**Schriftliche Aufgaben**.
[1] Übersetze den Satz „Diese Revolution hat im Gegenteil ein sehr wichtiges Ergebnis gehabt.“ aus dem Quellenauszug ins Englische.
[2] Nenne nur die Anzahl der Zeilen, die das Wort „window“ enthalten.

**Quellenauszug**.
# # # #

Nein, so ist es nicht. Diese Revolution hat im Gegenteil ein sehr wichtiges Ergebnis gehabt. Das, was der britischen Diplomatie und den amerikanischen Bemühungen nicht gelungen war, das haben die Berliner Arbeiter fertiggebracht: Sie haben am Vorabend der Vierer-Verhandlungen im Angesicht der ganzen Welt offenbar werden lassen, auf wie schwachen Füßen die Macht des Kreml und seiner Werkzeuge in Ostdeutschland (und vermutlich in allen Volksdemokratien) steht. Es ist deutlich geworden, daß dieses Gebiet, zu dessen Fürsprecher und Schutzpatron jene sich so gern aufwerfen, sie aus ganzem Herzen haßt und verachtet, ja, daß sie sich nicht einmal auf die Volkspolizei verlassen können. Es ist ferner offenbar geworden, daß mit dem richtigen Instinkt für die Schwächemomente des totalitären Regimes man selbst diesem schwere Schläge versetzen kann – ganz zu schweigen davon, daß dieses System in vollem Umfang: politisch, wirtschaftlich und psychologisch Schiffbruch erlitten hat. Und schließlich ist für alle noch eines ganz eindeutig klargeworden, daß nämlich jetzt die Einheit Deutschlands die wichtigste Etappe in der weiteren politischen Entwicklung sein muß.

# # # #

**Datensatzauszug**.
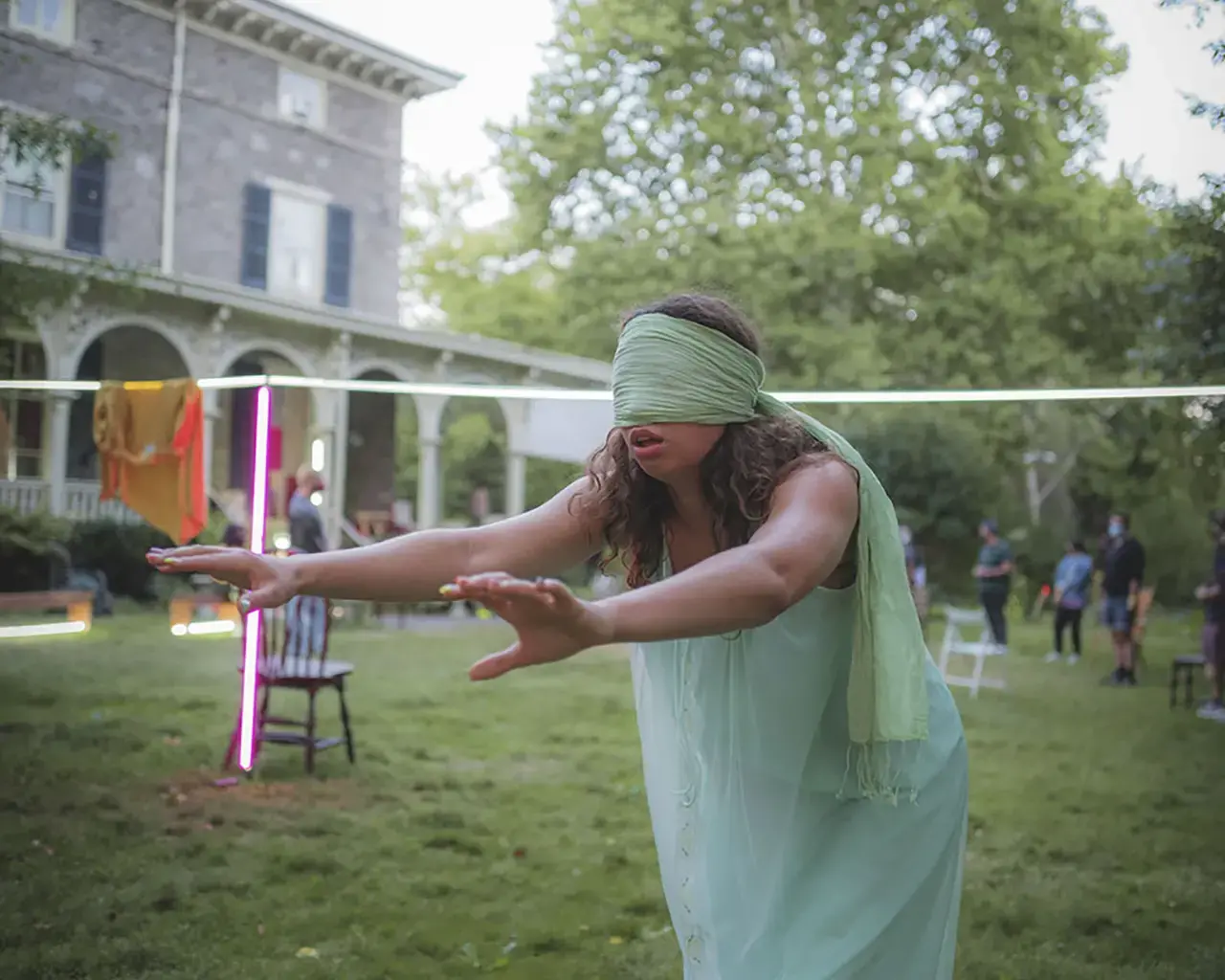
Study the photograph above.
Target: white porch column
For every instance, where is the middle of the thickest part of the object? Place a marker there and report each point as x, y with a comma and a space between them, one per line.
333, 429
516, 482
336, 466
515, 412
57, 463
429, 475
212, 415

# # # #

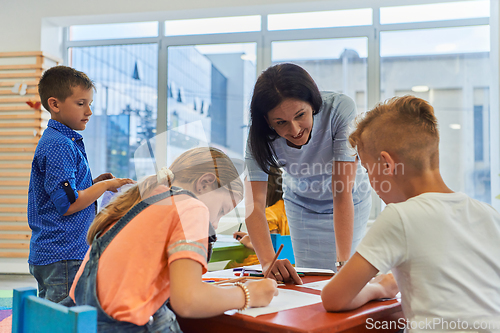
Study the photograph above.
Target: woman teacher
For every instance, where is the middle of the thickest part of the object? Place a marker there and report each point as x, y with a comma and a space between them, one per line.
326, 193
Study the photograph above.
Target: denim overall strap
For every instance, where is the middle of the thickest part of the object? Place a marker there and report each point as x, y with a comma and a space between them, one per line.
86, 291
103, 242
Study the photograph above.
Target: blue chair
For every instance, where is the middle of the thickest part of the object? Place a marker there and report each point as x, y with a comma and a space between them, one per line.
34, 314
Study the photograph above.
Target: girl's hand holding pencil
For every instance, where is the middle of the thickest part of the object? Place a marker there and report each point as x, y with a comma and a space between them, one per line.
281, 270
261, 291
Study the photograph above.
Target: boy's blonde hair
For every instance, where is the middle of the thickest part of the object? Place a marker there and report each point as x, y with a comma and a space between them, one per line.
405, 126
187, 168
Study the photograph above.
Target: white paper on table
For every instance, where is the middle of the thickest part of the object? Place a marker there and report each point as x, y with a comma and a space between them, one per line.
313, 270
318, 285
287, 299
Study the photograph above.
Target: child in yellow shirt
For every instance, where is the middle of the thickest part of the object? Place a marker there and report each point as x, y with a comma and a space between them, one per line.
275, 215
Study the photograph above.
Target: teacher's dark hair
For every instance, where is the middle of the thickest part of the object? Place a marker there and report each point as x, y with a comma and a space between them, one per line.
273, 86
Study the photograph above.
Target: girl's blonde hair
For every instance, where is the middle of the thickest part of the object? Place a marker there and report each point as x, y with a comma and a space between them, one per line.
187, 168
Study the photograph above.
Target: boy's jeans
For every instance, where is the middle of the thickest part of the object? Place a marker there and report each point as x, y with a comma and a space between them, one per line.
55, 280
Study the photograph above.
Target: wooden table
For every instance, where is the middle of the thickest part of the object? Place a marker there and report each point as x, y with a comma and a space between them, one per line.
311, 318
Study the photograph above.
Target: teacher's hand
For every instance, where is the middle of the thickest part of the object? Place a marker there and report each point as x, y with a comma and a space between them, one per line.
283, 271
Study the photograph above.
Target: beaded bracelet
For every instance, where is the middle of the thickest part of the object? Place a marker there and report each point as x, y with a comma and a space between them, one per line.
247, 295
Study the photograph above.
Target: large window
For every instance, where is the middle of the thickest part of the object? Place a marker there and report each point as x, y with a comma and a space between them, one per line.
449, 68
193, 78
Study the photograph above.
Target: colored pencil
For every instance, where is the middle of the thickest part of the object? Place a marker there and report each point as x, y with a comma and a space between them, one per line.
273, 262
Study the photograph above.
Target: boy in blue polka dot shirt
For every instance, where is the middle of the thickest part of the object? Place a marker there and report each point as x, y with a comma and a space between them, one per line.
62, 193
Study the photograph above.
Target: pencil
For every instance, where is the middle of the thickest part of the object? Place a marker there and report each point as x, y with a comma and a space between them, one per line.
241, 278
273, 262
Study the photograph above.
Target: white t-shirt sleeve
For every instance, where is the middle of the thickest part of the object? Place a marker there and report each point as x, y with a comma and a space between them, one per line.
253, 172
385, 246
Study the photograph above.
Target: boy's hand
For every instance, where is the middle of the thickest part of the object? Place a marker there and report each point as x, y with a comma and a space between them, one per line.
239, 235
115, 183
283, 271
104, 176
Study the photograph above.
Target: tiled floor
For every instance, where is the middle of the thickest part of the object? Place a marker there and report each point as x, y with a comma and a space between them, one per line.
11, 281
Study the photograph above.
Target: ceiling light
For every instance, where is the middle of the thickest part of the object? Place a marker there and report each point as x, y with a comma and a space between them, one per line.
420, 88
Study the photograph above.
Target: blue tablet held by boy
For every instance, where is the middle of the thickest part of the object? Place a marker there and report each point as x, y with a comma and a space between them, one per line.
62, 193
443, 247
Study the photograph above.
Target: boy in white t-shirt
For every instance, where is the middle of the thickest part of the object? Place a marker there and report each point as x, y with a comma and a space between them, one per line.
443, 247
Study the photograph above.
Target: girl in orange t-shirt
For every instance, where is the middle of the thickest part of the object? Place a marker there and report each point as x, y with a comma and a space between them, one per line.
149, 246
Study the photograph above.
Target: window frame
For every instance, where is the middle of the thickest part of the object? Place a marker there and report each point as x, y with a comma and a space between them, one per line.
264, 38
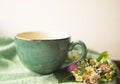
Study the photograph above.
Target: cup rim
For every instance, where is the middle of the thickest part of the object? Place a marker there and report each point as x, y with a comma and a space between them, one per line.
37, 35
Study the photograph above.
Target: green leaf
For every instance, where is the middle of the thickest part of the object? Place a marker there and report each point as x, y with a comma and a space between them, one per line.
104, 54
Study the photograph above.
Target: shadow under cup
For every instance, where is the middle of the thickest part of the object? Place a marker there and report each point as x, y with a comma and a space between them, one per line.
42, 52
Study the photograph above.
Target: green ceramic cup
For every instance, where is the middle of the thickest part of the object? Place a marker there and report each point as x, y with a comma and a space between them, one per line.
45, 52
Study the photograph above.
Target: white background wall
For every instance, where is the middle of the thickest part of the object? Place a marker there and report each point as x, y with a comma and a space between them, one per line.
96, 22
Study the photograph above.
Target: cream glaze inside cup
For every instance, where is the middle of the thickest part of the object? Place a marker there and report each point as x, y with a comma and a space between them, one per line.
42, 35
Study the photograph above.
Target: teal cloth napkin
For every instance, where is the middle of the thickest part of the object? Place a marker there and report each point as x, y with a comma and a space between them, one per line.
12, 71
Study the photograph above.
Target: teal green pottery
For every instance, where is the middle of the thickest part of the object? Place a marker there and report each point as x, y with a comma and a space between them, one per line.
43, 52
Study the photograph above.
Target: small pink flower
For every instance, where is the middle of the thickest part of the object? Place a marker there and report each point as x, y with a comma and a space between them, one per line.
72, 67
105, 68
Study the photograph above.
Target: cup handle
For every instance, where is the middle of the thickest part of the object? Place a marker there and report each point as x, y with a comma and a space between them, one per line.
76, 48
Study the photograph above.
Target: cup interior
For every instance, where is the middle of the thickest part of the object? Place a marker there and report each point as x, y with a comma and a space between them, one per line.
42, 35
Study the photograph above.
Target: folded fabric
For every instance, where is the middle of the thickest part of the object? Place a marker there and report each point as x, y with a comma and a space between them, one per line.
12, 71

# # # #

**Gegebene Antworten**.
[1] On the contrary, this revolution had a very important result.

[2] 2